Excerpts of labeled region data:
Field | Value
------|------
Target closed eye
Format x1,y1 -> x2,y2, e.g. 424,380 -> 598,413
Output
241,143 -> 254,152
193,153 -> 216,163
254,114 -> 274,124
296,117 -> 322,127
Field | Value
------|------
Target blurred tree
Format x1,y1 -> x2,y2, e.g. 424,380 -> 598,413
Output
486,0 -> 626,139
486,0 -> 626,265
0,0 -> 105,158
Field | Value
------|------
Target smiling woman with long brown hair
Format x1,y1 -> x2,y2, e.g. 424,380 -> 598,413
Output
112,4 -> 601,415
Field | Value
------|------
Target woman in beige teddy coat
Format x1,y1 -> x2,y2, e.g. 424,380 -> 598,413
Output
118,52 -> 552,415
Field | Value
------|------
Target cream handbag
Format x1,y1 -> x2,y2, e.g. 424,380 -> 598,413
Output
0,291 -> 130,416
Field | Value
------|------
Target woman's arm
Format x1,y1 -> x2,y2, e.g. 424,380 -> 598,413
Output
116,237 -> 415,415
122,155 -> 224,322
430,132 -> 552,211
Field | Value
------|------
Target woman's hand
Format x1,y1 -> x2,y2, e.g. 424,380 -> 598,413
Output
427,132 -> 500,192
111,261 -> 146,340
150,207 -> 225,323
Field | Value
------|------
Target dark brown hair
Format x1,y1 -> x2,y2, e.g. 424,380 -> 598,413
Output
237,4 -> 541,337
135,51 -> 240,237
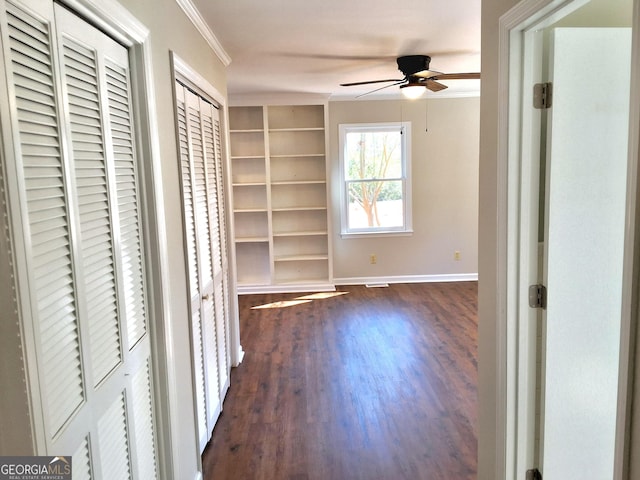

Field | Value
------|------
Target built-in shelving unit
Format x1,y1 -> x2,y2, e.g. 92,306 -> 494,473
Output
229,104 -> 333,293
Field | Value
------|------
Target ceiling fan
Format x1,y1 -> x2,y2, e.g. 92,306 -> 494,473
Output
340,55 -> 480,98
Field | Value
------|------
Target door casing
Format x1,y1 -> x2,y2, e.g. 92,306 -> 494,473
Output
496,0 -> 640,480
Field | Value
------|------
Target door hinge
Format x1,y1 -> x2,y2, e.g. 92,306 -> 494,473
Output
526,468 -> 542,480
529,284 -> 547,308
533,82 -> 553,110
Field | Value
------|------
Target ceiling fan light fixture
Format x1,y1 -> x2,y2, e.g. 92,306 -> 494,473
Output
400,83 -> 427,100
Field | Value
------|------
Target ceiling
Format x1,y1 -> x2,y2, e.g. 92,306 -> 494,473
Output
191,0 -> 480,100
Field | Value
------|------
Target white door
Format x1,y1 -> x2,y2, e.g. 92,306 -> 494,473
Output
0,1 -> 158,479
176,82 -> 230,452
540,28 -> 631,480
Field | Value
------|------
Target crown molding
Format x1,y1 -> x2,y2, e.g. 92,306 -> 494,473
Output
176,0 -> 231,67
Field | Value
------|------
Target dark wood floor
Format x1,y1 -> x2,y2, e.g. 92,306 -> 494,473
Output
203,282 -> 477,480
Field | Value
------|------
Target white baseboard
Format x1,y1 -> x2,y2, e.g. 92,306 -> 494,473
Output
333,273 -> 478,285
238,283 -> 336,295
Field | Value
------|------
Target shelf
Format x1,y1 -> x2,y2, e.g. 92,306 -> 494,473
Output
269,130 -> 325,156
235,237 -> 269,243
273,230 -> 328,238
273,254 -> 329,262
233,207 -> 268,213
271,153 -> 324,159
229,105 -> 331,292
229,107 -> 264,132
271,180 -> 327,185
267,105 -> 325,130
233,182 -> 267,188
269,127 -> 324,132
271,208 -> 327,235
236,242 -> 271,285
271,206 -> 327,212
231,130 -> 265,158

**STATED EXERCISE:**
Report every line of the records that contains the word "ceiling", copying each line in full.

**PROBLEM SOLUTION:**
Target ceiling fan
Target ceiling fan light fixture
Target ceiling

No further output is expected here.